All of the records below need to be returned exactly.

____________

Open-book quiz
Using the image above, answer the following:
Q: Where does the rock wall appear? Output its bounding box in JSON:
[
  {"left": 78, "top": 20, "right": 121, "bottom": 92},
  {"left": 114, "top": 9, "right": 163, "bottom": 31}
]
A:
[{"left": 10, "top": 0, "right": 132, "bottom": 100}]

____________

Response for this exercise
Open-book quiz
Using the image above, answer the following:
Q: Where does the rock wall appear? Output its bounding box in JSON:
[
  {"left": 78, "top": 20, "right": 121, "bottom": 92},
  {"left": 114, "top": 9, "right": 163, "bottom": 31}
]
A:
[{"left": 10, "top": 0, "right": 132, "bottom": 100}]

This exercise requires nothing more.